### THE PROBLEM
Update the rows below so that each "textual query" reads "text prompt". Keep everything else unchanged.

Raw records:
++++++

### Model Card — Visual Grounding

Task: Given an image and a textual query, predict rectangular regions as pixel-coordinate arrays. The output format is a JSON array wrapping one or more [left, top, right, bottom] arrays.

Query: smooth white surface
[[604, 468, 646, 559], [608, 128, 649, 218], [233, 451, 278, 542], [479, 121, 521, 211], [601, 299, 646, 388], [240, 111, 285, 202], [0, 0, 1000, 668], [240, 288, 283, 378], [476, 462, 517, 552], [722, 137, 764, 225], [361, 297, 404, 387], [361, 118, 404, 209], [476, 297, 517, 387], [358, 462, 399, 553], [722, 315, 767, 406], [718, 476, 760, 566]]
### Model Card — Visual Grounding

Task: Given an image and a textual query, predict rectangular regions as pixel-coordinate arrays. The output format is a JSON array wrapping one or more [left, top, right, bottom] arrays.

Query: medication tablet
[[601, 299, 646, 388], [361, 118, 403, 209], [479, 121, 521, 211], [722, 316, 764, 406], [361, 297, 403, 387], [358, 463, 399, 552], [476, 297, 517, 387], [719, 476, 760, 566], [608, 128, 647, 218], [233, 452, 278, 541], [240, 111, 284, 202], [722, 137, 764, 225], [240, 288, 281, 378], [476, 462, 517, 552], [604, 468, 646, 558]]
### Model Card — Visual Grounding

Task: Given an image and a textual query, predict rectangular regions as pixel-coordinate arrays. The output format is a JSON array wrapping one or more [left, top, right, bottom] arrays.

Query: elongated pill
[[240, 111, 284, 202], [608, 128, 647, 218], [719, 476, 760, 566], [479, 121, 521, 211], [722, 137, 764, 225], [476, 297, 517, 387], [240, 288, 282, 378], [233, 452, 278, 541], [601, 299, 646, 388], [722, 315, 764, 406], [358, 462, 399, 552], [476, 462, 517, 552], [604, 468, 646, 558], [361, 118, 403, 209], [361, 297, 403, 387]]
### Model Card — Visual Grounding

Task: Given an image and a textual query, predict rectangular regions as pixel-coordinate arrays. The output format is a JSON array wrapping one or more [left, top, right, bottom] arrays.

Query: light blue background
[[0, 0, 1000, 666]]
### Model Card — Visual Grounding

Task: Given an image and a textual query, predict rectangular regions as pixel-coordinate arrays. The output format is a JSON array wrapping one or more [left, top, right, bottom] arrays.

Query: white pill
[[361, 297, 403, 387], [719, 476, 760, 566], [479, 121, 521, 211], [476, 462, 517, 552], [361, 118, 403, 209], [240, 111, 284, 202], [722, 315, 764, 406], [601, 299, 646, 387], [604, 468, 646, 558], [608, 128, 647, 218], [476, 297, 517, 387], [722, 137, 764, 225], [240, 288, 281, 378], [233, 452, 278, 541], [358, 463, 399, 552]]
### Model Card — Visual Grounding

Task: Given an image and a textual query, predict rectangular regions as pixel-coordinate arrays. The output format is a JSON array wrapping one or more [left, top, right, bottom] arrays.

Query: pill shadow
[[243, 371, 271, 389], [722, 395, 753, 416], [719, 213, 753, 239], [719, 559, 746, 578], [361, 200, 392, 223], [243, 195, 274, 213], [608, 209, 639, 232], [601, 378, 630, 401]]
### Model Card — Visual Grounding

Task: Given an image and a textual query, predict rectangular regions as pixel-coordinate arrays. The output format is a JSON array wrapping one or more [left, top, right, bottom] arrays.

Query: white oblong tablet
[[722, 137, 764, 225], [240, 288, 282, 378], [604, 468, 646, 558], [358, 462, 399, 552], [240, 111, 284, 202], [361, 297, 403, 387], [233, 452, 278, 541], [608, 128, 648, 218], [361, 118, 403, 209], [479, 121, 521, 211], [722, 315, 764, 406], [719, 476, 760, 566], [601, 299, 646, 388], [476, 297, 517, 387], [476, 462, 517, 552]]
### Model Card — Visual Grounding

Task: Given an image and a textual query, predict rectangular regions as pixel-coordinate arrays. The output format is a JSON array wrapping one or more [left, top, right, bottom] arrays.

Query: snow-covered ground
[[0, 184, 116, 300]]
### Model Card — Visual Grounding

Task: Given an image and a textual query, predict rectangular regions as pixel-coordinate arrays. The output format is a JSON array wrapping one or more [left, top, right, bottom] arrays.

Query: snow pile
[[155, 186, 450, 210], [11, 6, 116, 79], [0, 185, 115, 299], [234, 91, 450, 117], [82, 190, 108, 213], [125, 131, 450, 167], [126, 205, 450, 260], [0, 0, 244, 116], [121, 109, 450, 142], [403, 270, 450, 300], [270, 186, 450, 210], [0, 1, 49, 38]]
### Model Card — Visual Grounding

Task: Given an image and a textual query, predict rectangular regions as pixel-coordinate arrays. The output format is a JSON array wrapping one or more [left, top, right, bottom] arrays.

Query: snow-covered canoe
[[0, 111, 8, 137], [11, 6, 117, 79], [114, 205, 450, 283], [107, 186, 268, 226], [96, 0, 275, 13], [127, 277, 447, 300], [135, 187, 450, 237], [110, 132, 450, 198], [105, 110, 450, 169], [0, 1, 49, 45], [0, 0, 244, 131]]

++++++

### ANSWER IN FULL
### Model Card — Visual Grounding

Task: Given an image and a text prompt, predict rectangular regions as pixel-coordinate arrays. The output format is a JSON array wrapping one or more [left, top, right, bottom] arrays.

Query: smooth white surface
[[604, 468, 646, 559], [608, 128, 649, 218], [233, 451, 278, 542], [479, 121, 521, 211], [601, 299, 646, 388], [240, 111, 285, 202], [0, 0, 1000, 668], [240, 288, 283, 378], [476, 462, 517, 552], [722, 137, 764, 225], [361, 297, 404, 387], [361, 118, 404, 209], [476, 297, 517, 387], [358, 462, 399, 553], [722, 315, 767, 406], [718, 476, 760, 566]]
### Model Card — Visual Grounding

Task: Given an image and a text prompt, predict rectangular regions as pixel-coordinate arrays. The output format is a JSON array wrapping one or more [left, top, right, bottom] arrays.

Query: medication tablet
[[601, 299, 646, 388], [361, 118, 403, 209], [479, 121, 521, 211], [722, 316, 764, 406], [361, 297, 403, 387], [358, 463, 399, 552], [476, 297, 517, 387], [719, 476, 760, 566], [608, 128, 647, 218], [233, 452, 278, 541], [240, 111, 284, 202], [722, 137, 764, 225], [240, 288, 281, 378], [476, 462, 517, 552], [604, 468, 646, 558]]
### Model Card — Visual Grounding

Task: Given an image and a text prompt, predict rectangular regions as pixel-coordinate arrays. The output format is a JSON array wrapping one or more [left, top, right, bottom] arrays.

Query: elongated pill
[[240, 111, 284, 202], [608, 128, 647, 218], [719, 476, 760, 566], [479, 121, 521, 211], [722, 137, 764, 225], [476, 297, 517, 387], [240, 288, 282, 378], [233, 452, 278, 541], [601, 299, 646, 388], [722, 315, 764, 406], [358, 462, 399, 552], [476, 462, 517, 552], [604, 468, 646, 558], [361, 118, 403, 209], [361, 297, 403, 387]]
### Model Card — Visual Grounding

Task: Given an image and a text prompt, predict rectangular regions as pixel-coordinate arrays. The output format is a JSON array wrapping one or more [left, top, right, bottom] arrays.

Query: light blue background
[[0, 0, 1000, 666]]
### Model Card — Visual Grounding

Task: Given an image and a text prompt, predict rectangular regions as pixel-coordinate arrays. The output format is a JSON array wrapping one or more [left, top, right, bottom] arrays.

Query: white pill
[[361, 297, 403, 387], [719, 476, 760, 566], [479, 121, 521, 211], [476, 462, 517, 552], [361, 118, 403, 209], [240, 111, 284, 202], [722, 315, 764, 406], [601, 299, 646, 387], [604, 468, 646, 558], [608, 128, 647, 218], [476, 297, 517, 387], [722, 137, 764, 225], [240, 288, 281, 378], [233, 452, 278, 541], [358, 463, 399, 552]]
### Model Card — Visual Grounding

Task: Given an image and a text prompt, predict rectangular regions as pixel-coordinate arrays. The output format is a JSON array wrapping one or more [left, top, right, bottom] arrays.

Query: pill shadow
[[243, 371, 271, 389], [722, 395, 753, 416], [719, 213, 753, 239], [719, 559, 746, 578], [361, 200, 392, 223], [243, 195, 274, 213], [608, 209, 639, 232], [601, 378, 630, 401]]
### Model Card — Visual Grounding

Task: Given an image and a text prompt, predict rectangular regions as pixel-coordinate arrays. The output format is a JSON array wrapping one or more [left, top, right, bottom] arrays.

Query: white oblong tablet
[[722, 137, 764, 225], [240, 288, 282, 378], [604, 468, 646, 558], [358, 462, 399, 552], [240, 111, 284, 202], [361, 297, 403, 387], [233, 452, 278, 541], [608, 128, 648, 218], [361, 118, 403, 209], [479, 121, 521, 211], [722, 315, 764, 406], [719, 476, 760, 566], [601, 299, 646, 388], [476, 297, 517, 387], [476, 462, 517, 552]]
### Model Card — Visual Grounding

Task: Given an image and a text prompt, predict rectangular regions as pixel-coordinate arrays. The output format is a JSON array wrapping one or more [left, top, right, bottom] arrays.

Query: snow-covered ground
[[0, 184, 116, 300]]
### Model Card — Visual Grounding

Task: Given an image and a text prompt, predict rectangular regions as pixel-coordinate arrays. The output format is a JSON array wrapping one or more [left, top, right, bottom] arrays.

Query: snow pile
[[155, 186, 450, 210], [11, 6, 116, 79], [0, 185, 115, 299], [234, 91, 450, 117], [82, 190, 108, 213], [125, 131, 450, 167], [126, 205, 450, 260], [0, 0, 244, 116], [121, 109, 450, 142], [403, 270, 450, 300], [270, 186, 450, 210], [0, 1, 49, 38]]
### Model Card — Visual Grounding

Task: Given an image and a text prompt, predict rectangular regions as pixel-coordinate arrays. The output format is a JSON array wrapping one or more [left, top, right, bottom] arrays.

Query: snow-covered canoe
[[0, 111, 8, 137], [11, 6, 117, 79], [114, 205, 450, 283], [107, 186, 268, 226], [96, 0, 275, 13], [127, 277, 447, 300], [135, 187, 450, 237], [110, 132, 450, 198], [105, 110, 450, 169], [0, 1, 49, 45], [0, 0, 244, 131]]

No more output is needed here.